The exercise
Transcribe the part of the text on phoneme-scale speech enhancement starting with "The experiment reveals" and going on through "of complete utterances.".

Document text
§
This analysis underscores the critical importance of evaluating speech enhancement algorithms at the phoneme scale. The differences in how various phonemes are affected by several types of noise highlight the nuanced challenges faced by the speech enhancement systems. Voiced phonemes, with their rich harmonic structures, and unvoiced phonemes, with their high-frequency energy, require different enhancement strategies to overcome the masking effects of noise. Understanding these varied impacts is essential for improving speech enhancement algorithms that can effectively disentangle and clarify the essential elements of speech, ensuring that each phoneme, regardless of its unique acoustic properties, is accurately reproduced and easily discernible, even is adverse listening conditions.

An Overview of the Results at the Phoneme Scale

We first present an overview of the results at the phoneme scale. In all the following experiments (except for the last one), the mixtures are at 0 dB. The results are displayed in Figure 14. A notable observation is that plosives, fricatives, and taps are the most impacted by the noise. These are also the phoneme categories on which the speech enhancement algorithms perform the worst.

Figure 14.

Evaluation results across phoneme categories (the results at the utterance scale are also reported). Results are averaged over algorithms, with a gain of 0 dB and the noise source oriented at 45° relative to the listener.

The experiment reveals that, on average, the speech enhancement models yield a substantial improvement in all the other phoneme categories. They particularly reduce the amount of noise while introducing only a controlled amount of distortion and artifacts. However, this positive trend in phoneme categorization contrasts with the findings at the utterance scale. Indeed, the evaluation of artifacts at the utterance scale tends to overestimate the performance across all phoneme categories. This suggests that while the models perform well at refining speech at the phoneme scale, their effectiveness may be overstated when considering the broader context of complete utterances.

Some phoneme categories show different performance in $W S N R_{out}$ versus output SNR. For instance, in the case of sibilants, the output SNR indicates that speech enhancement algorithms perform better at enhancing sibilants compared to the overall utterance scale. In contrast, the $W S N R_{out}$ for sibilants suggests that the frequency-weighted SNR of sibilants is lower than the overall utterance evaluation.

Overall, we observe different trends per phoneme categories, which motivates us to analyze these results in more depth. We conduct such an analysis in the following experiments, for which we select specific categories of phonemes such that the comparison is made clearer.
§
Data lines

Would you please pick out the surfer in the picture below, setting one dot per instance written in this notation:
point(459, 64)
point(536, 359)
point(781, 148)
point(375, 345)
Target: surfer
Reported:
§
Full answer
The experiment reveals that, on average, the speech enhancement models yield a substantial improvement in all the other phoneme categories. They particularly reduce the amount of noise while introducing only a controlled amount of distortion and artifacts. However, this positive trend in phoneme categorization contrasts with the findings at the utterance scale. Indeed, the evaluation of artifacts at the utterance scale tends to overestimate the performance across all phoneme categories. This suggests that while the models perform well at refining speech at the phoneme scale, their effectiveness may be overstated when considering the broader context of complete utterances.